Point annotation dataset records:
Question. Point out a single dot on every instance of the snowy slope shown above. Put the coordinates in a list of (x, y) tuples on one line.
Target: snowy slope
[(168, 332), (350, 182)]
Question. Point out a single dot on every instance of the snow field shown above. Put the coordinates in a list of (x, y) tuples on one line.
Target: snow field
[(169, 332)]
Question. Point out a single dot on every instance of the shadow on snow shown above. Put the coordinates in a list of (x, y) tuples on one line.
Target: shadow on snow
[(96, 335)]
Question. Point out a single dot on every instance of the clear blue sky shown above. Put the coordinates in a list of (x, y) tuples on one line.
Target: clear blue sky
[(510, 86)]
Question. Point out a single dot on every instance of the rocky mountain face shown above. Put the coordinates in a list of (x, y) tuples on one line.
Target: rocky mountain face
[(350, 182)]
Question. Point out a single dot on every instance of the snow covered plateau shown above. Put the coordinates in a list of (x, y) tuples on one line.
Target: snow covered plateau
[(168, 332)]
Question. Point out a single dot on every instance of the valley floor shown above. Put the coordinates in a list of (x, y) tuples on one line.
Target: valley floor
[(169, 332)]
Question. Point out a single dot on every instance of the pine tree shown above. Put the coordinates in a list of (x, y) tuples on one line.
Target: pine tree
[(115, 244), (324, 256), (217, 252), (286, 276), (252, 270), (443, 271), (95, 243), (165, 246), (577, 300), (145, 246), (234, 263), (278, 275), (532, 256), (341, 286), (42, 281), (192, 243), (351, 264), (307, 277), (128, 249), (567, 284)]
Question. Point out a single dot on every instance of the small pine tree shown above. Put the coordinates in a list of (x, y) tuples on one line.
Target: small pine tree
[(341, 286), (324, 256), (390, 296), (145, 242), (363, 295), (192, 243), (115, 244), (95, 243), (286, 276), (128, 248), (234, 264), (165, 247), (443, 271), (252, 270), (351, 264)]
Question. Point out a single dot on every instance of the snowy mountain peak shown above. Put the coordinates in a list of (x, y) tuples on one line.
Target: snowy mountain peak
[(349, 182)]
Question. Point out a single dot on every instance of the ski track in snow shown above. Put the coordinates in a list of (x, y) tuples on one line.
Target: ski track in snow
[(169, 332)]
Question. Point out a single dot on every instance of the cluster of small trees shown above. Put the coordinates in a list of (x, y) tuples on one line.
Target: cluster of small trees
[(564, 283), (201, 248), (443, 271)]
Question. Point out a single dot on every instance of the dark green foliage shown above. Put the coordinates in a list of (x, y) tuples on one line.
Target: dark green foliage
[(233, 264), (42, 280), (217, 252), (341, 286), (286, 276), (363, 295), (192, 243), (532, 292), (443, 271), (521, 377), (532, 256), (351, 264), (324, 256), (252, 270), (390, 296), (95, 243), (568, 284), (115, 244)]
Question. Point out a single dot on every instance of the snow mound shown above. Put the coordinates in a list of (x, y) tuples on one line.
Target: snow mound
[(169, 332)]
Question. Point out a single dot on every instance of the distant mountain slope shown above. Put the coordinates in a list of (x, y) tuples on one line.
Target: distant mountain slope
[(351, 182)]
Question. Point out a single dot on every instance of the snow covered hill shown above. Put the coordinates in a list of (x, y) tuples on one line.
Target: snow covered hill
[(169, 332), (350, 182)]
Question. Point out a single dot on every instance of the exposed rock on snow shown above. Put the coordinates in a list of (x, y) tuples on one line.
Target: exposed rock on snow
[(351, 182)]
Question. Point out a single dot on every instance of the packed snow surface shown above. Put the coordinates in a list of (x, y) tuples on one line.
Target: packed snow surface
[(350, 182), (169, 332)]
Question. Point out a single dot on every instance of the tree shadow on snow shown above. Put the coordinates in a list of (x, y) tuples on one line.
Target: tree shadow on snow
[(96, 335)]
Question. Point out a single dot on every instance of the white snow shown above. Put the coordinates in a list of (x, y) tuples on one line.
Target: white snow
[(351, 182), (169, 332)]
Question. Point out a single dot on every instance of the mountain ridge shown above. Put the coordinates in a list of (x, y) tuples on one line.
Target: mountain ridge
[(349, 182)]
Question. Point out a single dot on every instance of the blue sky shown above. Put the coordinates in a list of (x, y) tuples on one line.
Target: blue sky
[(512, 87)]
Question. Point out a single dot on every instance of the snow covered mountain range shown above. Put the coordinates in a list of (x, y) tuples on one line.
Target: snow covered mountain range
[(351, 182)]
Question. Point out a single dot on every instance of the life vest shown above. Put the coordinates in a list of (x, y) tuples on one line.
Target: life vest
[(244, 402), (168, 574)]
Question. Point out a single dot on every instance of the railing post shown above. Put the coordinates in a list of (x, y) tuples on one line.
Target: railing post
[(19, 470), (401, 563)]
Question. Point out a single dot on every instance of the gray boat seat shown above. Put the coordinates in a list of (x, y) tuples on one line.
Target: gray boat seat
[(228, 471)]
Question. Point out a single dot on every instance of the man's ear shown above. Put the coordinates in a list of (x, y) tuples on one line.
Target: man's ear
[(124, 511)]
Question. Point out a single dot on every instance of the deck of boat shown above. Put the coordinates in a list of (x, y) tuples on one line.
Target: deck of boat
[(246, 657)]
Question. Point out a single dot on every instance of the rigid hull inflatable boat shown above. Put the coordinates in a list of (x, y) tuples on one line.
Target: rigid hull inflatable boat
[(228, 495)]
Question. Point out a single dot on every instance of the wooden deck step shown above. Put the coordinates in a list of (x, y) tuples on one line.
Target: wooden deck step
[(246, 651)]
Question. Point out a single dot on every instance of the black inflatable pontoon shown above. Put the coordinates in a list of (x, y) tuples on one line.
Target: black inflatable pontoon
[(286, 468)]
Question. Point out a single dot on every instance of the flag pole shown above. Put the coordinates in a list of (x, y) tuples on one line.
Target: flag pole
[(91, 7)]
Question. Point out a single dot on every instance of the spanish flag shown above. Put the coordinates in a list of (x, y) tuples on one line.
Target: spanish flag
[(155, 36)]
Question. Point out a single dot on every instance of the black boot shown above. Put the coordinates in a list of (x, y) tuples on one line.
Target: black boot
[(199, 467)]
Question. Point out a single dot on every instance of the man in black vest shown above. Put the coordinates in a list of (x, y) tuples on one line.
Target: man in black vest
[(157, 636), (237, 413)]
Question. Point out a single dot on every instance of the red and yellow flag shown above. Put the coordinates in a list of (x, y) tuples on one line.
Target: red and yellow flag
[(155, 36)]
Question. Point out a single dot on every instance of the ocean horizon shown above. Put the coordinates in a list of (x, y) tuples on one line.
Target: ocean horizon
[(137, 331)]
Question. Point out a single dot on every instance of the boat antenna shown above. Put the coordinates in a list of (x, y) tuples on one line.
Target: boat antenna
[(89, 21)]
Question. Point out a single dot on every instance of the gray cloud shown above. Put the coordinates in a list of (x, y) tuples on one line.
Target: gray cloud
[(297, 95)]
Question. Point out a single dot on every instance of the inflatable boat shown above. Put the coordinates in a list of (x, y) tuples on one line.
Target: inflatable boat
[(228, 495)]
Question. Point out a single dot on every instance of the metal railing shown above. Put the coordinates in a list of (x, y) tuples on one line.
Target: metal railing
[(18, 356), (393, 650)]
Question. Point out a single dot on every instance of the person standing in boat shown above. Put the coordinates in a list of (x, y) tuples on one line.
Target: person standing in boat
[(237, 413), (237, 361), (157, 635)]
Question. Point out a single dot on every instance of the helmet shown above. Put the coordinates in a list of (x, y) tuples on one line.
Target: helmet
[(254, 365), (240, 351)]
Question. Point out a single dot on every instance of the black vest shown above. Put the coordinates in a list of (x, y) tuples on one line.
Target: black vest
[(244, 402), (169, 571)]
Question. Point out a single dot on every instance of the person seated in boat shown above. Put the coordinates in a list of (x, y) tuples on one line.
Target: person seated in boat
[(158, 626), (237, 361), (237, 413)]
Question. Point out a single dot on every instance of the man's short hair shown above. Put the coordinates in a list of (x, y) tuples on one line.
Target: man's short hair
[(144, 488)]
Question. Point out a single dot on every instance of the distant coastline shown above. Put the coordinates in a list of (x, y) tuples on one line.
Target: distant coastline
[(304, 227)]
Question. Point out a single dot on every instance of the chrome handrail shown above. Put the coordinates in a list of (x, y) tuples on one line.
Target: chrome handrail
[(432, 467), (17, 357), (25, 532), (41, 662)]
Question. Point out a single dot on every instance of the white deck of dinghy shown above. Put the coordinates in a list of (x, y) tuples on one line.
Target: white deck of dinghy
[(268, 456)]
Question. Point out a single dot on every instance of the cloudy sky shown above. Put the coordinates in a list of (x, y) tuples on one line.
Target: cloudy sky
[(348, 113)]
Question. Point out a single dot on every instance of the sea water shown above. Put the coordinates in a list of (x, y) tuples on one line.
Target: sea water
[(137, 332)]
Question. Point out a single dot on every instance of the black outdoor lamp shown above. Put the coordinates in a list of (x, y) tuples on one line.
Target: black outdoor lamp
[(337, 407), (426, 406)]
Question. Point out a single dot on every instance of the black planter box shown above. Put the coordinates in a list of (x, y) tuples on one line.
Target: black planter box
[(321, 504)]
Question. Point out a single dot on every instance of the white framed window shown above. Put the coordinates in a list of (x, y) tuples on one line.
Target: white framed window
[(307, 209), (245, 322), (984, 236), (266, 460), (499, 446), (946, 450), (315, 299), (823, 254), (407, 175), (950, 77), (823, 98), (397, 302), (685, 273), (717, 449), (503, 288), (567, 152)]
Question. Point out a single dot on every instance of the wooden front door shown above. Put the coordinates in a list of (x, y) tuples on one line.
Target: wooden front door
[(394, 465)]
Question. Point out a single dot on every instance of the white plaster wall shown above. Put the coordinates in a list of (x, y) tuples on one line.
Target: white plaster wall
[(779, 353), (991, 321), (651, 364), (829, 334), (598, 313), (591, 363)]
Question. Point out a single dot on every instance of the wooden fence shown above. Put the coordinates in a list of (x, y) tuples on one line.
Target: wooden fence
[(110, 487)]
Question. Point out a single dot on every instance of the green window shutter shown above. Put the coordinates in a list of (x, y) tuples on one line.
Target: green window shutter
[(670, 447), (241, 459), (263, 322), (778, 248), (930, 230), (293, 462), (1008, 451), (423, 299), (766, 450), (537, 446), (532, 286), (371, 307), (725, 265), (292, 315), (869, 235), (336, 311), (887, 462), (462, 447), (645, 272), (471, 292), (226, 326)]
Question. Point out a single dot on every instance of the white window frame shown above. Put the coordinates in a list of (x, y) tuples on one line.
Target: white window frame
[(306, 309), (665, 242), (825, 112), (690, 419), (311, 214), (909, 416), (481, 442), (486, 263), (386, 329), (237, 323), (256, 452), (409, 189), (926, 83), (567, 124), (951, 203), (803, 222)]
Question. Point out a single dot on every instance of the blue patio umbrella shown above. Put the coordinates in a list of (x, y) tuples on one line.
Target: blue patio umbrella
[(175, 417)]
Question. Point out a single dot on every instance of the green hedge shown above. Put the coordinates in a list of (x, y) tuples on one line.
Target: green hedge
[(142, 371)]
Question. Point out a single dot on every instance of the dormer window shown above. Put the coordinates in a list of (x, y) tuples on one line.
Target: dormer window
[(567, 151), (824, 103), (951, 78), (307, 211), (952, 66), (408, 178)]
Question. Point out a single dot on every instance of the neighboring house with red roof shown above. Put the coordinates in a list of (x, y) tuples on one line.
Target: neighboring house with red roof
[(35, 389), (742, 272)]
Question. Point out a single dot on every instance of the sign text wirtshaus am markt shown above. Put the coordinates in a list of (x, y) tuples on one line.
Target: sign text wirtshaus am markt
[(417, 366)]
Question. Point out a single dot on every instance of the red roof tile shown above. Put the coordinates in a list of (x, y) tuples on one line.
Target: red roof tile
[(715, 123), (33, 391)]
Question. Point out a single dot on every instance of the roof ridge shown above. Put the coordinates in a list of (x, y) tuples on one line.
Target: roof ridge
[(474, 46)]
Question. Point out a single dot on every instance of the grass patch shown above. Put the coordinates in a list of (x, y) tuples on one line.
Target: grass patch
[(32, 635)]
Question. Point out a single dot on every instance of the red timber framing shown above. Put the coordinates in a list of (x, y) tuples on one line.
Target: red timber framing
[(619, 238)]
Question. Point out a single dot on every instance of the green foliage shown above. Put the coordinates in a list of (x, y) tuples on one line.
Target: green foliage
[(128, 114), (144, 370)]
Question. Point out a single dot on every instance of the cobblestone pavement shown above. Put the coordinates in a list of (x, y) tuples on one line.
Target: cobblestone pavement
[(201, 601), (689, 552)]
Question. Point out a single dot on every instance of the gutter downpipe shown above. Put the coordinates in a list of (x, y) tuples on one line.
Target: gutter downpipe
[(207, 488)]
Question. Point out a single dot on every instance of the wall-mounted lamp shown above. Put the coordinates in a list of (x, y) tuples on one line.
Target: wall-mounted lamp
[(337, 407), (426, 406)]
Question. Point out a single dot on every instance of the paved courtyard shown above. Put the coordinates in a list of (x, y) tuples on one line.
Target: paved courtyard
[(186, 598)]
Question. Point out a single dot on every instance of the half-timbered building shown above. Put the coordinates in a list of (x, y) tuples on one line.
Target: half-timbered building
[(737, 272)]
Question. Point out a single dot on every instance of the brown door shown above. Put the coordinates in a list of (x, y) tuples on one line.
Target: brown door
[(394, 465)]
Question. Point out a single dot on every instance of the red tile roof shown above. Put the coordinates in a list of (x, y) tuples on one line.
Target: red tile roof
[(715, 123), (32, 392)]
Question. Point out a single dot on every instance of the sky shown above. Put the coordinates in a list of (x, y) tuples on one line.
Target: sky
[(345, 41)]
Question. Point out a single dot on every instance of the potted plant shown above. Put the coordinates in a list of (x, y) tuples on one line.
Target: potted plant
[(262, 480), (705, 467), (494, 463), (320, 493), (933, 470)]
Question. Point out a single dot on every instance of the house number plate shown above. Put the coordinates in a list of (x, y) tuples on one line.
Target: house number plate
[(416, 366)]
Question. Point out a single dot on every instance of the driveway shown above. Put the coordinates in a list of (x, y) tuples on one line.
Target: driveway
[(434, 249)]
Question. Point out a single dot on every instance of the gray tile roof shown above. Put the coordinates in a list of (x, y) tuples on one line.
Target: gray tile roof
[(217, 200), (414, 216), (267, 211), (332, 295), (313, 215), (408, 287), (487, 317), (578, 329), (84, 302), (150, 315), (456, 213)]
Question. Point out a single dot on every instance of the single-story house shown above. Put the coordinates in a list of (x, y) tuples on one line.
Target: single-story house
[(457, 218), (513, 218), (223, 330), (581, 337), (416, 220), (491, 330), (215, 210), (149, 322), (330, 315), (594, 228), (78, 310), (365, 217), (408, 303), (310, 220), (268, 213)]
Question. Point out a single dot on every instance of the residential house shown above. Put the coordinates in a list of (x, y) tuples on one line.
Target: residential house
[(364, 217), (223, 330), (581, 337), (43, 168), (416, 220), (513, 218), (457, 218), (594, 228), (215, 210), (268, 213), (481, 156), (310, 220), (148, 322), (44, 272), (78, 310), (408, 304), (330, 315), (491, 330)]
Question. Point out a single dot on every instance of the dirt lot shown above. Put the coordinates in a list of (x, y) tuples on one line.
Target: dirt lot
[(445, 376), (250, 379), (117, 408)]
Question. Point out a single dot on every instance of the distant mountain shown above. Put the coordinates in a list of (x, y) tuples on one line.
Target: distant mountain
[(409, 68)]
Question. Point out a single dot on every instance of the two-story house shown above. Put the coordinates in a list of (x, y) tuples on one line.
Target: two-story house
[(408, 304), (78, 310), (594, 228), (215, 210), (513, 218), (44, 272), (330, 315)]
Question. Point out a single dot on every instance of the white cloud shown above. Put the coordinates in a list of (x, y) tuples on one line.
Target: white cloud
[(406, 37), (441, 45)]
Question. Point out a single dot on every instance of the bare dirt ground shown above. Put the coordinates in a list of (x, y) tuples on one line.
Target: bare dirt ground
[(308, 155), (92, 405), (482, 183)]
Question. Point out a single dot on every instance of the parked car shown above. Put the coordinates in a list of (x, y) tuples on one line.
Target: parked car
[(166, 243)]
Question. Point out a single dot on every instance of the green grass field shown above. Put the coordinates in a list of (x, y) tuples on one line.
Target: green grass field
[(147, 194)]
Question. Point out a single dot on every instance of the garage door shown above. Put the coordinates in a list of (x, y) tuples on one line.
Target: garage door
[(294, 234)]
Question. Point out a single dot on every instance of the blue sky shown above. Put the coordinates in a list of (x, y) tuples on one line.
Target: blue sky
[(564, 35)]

**GOAL**
Format the lines of the material above as a JSON list of strings, one string per line and no blank lines, beginning with the line containing "of the helmet" and continuing through the line containing "[(244, 402), (169, 571)]". Include both of those lines and nothing outside that span.

**SOLUTION TO THE EXERCISE**
[
  "Question. Point out a single dot on every instance of the helmet shown above. Put the coordinates in a list of (x, y) tuples on one line.",
  "Target: helmet",
  "[(254, 365), (240, 351)]",
  "Question. Point out a single dot on every instance of the black vest shown above. Put the coordinates in a list of (x, y) tuples on one line.",
  "Target: black vest",
  "[(244, 402), (169, 571)]"
]